Count the lines in the listing below that contain the word "water" and give only that number.

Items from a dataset
::::

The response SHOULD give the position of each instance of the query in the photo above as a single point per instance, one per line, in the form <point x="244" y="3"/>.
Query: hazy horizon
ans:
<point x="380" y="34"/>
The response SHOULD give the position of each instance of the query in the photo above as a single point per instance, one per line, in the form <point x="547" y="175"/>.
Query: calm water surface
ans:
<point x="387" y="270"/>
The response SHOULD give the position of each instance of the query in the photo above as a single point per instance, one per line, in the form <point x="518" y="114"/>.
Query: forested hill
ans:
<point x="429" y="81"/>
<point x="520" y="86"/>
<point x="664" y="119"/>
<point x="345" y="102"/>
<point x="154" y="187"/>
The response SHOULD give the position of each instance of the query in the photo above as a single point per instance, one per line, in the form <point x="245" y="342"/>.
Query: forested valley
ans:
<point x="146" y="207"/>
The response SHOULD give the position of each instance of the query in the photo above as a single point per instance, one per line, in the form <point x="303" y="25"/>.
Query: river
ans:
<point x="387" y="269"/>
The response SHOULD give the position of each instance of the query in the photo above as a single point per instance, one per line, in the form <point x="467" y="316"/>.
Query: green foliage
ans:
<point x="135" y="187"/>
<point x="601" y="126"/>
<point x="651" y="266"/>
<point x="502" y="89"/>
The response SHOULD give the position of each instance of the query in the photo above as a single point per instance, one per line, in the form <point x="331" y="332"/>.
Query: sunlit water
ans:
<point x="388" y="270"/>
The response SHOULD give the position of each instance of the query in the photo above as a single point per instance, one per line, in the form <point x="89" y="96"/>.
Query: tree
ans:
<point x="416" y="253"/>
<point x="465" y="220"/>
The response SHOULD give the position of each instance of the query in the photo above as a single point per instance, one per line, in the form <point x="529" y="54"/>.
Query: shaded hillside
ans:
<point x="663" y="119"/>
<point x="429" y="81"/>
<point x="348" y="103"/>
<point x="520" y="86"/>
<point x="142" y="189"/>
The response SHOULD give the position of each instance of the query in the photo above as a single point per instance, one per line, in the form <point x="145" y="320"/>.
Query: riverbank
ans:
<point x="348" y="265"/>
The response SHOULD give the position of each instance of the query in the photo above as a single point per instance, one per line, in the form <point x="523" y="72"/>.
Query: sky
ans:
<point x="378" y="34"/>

::::

→ **The response**
2